§ TASK DESCRIPTION:
In the essay on Sir Gawain and the Green Knight below, list the qualities the visitor's challenge says a person must have enough of to accept it.

§ PAGE EXCERPT:

______________________________

Time, like many another governing body, hands out titles. So it is that an untitled Arthurian romance from the fourteenth century, in Middle English, has come to be known as Sir Gawain and the Green Knight. Well dubbed. Arise, Sir Gawain, and likewise the Green Knight.

The existence of a title gives us something better than purchase. Forty years ago, the poem’s best critic observed the irreversible shift when, at the end of this mysterious, lucid tale, not only the name but the identity of the Green Knight is made known to Sir Gawain. “A knight who reveals his identity to others gives them, as in the modern metaphor, a ‘handle’—something to get hold of.”1 The apparatus of the security guard, to whom we proffer not only a name but (in our time) an ID, is there to grant us a certain kind of security, within a setting that—then and again now—may be a siege perilous. It is then characteristic of all such dangers that no indubitable assurance, no totally trustworthy handle, is likely ever to be forthcoming. For if the Green Knight’s name turns out to be Bertilak de Hautdesert, why are there those (of whom C.S. Lewis is the most vivid) who call him Bercilak? And, come to that, how are we even to pronounce the name Gawain? Simon Armitage, in the introduction to his ebullient translation, equivocates in exactly the spirit of the unequivocally great and teasing poem:

To many he is Gawain. The original author clearly alliterated on the “G,” suggesting he also stressed the first syllable of the word. But there are other moments in the text, such as the perfectly iambic quatrain at [line] 1948, where the rhythm suggests the opposite, as in Gawain, which is the way I have always referred to him.

“Inogh,” quoth Sir Gawayn,

“I thonk yow, bi the rode.”

And how the fox was slayn

He tolde hym as thay stode.

How the Fox Was Slain, or, How Sir Gawain Was Not. Such is the story of what will prove to be a two-fold testing of Sir Gawain by the Green Knight.

Into the hall of King Arthur, at Christmastide, there erupts a visitor:

a mountain of a man, immeasurably high,

a hulk of a human from head to hips,

so long and thick in his loins and his limbs

I should genuinely judge him to be a half giant,

or a most massive man, the mightiest of mortals.

And he, like his horse, green, “entirely emerald green.” He urges a duel, not quite of the usual sort:

So at Christmas in this court I lay down a challenge:

if a person here present, within these premises,

is big or bold or red blooded enough

to strike me one stroke and be struck in return,

I shall give him as a gift this gigantic cleaver

and the axe shall be his to handle how he likes.

______________________________

Collected data entries

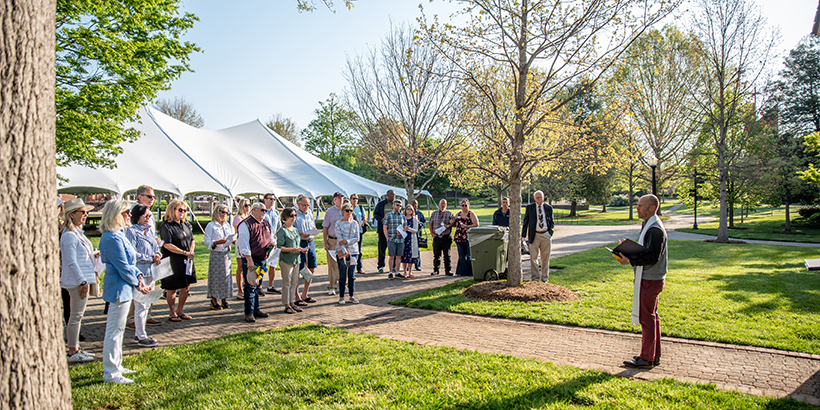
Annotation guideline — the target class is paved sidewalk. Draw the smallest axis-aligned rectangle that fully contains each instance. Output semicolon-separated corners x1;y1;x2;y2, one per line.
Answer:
73;229;820;405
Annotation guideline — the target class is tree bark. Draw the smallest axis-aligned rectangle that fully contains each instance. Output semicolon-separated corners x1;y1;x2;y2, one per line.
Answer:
0;0;71;409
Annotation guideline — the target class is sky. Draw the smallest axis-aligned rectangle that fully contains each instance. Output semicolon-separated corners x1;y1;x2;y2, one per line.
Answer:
159;0;818;129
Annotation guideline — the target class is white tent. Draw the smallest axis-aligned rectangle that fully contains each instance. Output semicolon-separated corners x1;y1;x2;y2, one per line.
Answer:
57;107;429;201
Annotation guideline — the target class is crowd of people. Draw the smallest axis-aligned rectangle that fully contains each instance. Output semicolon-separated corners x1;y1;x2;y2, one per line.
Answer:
58;185;568;384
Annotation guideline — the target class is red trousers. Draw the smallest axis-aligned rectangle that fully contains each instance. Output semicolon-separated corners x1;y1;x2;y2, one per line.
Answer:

______________________________

§ OUTPUT FOR THIS TASK:
big, bold, red blooded